Task brief: Recast every line of the entries below as a Markdown table with the columns "No." and "Text," giving each line its row number and skipping blank lines.

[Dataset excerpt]
-=-=-=-=-
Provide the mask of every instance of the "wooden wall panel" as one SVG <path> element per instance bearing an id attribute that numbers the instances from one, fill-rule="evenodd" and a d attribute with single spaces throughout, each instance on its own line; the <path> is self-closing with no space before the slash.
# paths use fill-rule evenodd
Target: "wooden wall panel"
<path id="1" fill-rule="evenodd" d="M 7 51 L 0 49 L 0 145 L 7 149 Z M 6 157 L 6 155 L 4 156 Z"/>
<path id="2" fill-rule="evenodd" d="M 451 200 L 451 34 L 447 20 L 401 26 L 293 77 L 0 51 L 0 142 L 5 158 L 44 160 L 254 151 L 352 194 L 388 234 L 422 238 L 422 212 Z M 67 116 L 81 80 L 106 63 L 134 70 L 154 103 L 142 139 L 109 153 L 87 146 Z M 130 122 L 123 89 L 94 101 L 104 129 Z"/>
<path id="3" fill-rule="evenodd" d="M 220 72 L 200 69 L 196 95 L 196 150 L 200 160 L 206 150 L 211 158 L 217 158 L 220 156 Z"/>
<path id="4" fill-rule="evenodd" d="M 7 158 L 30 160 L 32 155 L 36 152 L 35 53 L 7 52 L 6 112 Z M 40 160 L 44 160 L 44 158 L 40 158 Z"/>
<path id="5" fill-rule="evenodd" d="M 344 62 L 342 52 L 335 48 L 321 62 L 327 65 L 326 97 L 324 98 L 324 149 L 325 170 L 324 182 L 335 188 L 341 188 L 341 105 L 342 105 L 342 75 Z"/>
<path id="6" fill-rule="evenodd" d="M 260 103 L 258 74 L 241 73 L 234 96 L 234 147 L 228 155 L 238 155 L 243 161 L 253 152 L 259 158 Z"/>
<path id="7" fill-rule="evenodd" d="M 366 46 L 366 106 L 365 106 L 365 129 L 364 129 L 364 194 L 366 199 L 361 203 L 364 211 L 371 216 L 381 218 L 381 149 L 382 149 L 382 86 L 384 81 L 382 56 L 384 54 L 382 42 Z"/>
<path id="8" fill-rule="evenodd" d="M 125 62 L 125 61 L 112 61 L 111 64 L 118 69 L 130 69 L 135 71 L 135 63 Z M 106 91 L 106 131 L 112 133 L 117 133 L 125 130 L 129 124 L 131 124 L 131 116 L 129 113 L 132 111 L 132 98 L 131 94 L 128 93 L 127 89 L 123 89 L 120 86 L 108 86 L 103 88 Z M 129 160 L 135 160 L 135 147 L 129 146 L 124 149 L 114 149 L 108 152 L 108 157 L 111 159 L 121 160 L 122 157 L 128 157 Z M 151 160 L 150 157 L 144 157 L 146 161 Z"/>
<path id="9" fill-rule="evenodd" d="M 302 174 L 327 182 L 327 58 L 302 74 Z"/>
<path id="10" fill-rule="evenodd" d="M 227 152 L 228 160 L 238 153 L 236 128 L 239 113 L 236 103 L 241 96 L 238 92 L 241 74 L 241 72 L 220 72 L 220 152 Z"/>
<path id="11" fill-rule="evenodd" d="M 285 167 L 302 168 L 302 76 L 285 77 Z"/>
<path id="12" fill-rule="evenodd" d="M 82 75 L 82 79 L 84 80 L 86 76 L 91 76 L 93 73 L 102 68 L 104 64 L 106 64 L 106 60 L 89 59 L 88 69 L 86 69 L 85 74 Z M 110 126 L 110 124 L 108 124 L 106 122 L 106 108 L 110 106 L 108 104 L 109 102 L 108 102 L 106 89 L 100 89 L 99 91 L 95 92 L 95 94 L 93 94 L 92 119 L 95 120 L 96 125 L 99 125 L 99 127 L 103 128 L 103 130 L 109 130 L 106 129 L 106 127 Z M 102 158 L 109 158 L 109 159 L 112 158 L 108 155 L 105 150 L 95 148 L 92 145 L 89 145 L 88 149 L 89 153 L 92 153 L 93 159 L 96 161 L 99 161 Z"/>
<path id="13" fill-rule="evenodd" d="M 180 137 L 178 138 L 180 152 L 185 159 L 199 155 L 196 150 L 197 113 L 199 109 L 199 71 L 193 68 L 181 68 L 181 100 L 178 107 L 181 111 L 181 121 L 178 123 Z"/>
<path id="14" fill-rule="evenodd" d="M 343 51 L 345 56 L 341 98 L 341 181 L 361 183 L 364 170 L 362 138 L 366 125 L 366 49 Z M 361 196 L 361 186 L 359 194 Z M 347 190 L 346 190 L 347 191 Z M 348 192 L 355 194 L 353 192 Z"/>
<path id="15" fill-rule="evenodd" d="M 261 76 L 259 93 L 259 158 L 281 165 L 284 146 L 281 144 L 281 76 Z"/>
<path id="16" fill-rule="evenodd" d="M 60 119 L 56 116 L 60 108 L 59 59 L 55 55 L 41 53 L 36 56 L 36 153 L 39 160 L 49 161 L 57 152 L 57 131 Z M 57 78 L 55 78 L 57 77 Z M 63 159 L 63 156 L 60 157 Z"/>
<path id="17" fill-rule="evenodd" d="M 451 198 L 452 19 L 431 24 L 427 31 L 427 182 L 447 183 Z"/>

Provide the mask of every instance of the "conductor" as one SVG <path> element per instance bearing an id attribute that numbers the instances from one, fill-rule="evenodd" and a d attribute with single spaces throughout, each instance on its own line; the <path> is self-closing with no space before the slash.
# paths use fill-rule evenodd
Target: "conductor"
-=-=-=-=-
Expected output:
| No. | Text |
|---|---|
| 1 | Provide the mask of every instance of the "wooden wall panel" as one SVG <path> element per instance bearing an id attribute that numbers the instances from one, fill-rule="evenodd" and a d attribute with single spaces throughout, each instance on its own line; the <path> is self-closing with no space before the slash. |
| 2 | # paths use fill-rule evenodd |
| 3 | Target: "wooden wall panel" |
| 4 | <path id="1" fill-rule="evenodd" d="M 7 51 L 0 49 L 0 145 L 7 149 Z M 6 157 L 6 155 L 4 156 Z"/> |
| 5 | <path id="2" fill-rule="evenodd" d="M 451 200 L 451 34 L 447 20 L 401 26 L 293 77 L 0 51 L 0 142 L 5 158 L 44 160 L 254 151 L 352 194 L 388 234 L 422 238 L 422 212 Z M 67 116 L 81 80 L 106 63 L 134 70 L 154 103 L 142 139 L 109 153 L 87 146 Z M 130 122 L 123 89 L 94 101 L 104 129 Z"/> |
| 6 | <path id="3" fill-rule="evenodd" d="M 220 72 L 200 69 L 196 95 L 196 150 L 200 160 L 206 150 L 211 158 L 217 158 L 220 156 Z"/> |
| 7 | <path id="4" fill-rule="evenodd" d="M 7 158 L 30 160 L 32 155 L 36 152 L 35 53 L 7 52 L 6 112 Z M 40 160 L 44 160 L 44 158 L 40 158 Z"/> |
| 8 | <path id="5" fill-rule="evenodd" d="M 344 62 L 342 52 L 335 48 L 321 62 L 327 65 L 326 97 L 324 98 L 324 149 L 325 170 L 324 182 L 335 188 L 341 188 L 341 105 L 342 105 L 342 75 Z"/> |
| 9 | <path id="6" fill-rule="evenodd" d="M 260 103 L 258 74 L 241 73 L 234 96 L 234 147 L 228 155 L 238 155 L 243 161 L 253 152 L 259 158 Z"/> |
| 10 | <path id="7" fill-rule="evenodd" d="M 366 46 L 366 106 L 365 106 L 365 129 L 364 129 L 364 194 L 366 199 L 361 203 L 364 211 L 371 216 L 381 218 L 381 149 L 382 149 L 382 86 L 384 81 L 382 56 L 384 54 L 382 42 Z"/> |
| 11 | <path id="8" fill-rule="evenodd" d="M 125 62 L 125 61 L 112 61 L 111 64 L 118 69 L 130 69 L 135 71 L 135 63 Z M 106 91 L 106 131 L 112 133 L 117 133 L 125 130 L 129 124 L 131 124 L 131 116 L 129 113 L 132 111 L 132 98 L 131 94 L 128 93 L 127 89 L 123 89 L 120 86 L 108 86 L 103 88 Z M 129 160 L 135 160 L 135 147 L 129 146 L 124 149 L 114 149 L 108 152 L 108 157 L 111 159 L 121 160 L 122 157 L 128 157 Z M 151 160 L 150 157 L 144 157 L 146 161 Z"/> |
| 12 | <path id="9" fill-rule="evenodd" d="M 302 174 L 327 182 L 327 58 L 302 74 Z"/> |
| 13 | <path id="10" fill-rule="evenodd" d="M 227 152 L 228 160 L 238 153 L 236 128 L 239 113 L 236 103 L 241 96 L 238 92 L 241 74 L 241 72 L 220 72 L 220 152 Z"/> |
| 14 | <path id="11" fill-rule="evenodd" d="M 285 167 L 302 168 L 302 76 L 285 77 Z"/> |
| 15 | <path id="12" fill-rule="evenodd" d="M 82 75 L 82 79 L 84 80 L 86 76 L 91 76 L 93 73 L 102 68 L 104 64 L 106 64 L 106 60 L 89 59 L 88 69 L 86 69 L 85 74 Z M 110 126 L 110 124 L 108 124 L 106 122 L 106 108 L 110 106 L 108 104 L 109 102 L 108 102 L 106 89 L 100 89 L 99 91 L 95 92 L 95 94 L 93 94 L 92 119 L 95 120 L 96 125 L 99 125 L 99 127 L 103 128 L 103 130 L 109 130 L 106 129 L 106 127 Z M 102 158 L 109 158 L 109 159 L 112 158 L 108 155 L 105 150 L 95 148 L 92 145 L 89 145 L 88 149 L 89 153 L 92 153 L 93 159 L 96 161 L 99 161 Z"/> |
| 16 | <path id="13" fill-rule="evenodd" d="M 180 137 L 178 138 L 180 152 L 185 159 L 199 155 L 196 150 L 197 113 L 199 109 L 199 71 L 193 68 L 181 68 L 181 100 L 178 107 L 181 111 L 181 121 L 178 123 Z"/> |
| 17 | <path id="14" fill-rule="evenodd" d="M 343 51 L 345 56 L 341 98 L 341 181 L 361 183 L 364 170 L 362 138 L 366 125 L 366 49 Z M 361 196 L 361 186 L 359 194 Z M 347 190 L 346 190 L 347 191 Z M 348 192 L 355 194 L 353 192 Z"/> |
| 18 | <path id="15" fill-rule="evenodd" d="M 261 76 L 259 93 L 259 158 L 281 165 L 284 146 L 281 144 L 281 76 Z"/> |
| 19 | <path id="16" fill-rule="evenodd" d="M 60 119 L 56 116 L 60 108 L 59 59 L 55 55 L 41 53 L 36 56 L 36 153 L 39 160 L 49 161 L 57 152 L 57 131 Z M 57 78 L 55 78 L 57 77 Z M 63 159 L 63 156 L 60 157 Z"/> |
| 20 | <path id="17" fill-rule="evenodd" d="M 451 198 L 452 19 L 431 24 L 427 31 L 427 182 L 447 183 Z"/> |
| 21 | Provide the mask of every instance of the "conductor" as one SVG <path> element per instance bearing an id attribute that numbers the instances from one, fill-rule="evenodd" and a d attribute with single spaces throughout, each instance on its own line; the <path> is self-closing with no space before the slash. |
| 22 | # paths use fill-rule evenodd |
| 23 | Target: "conductor" |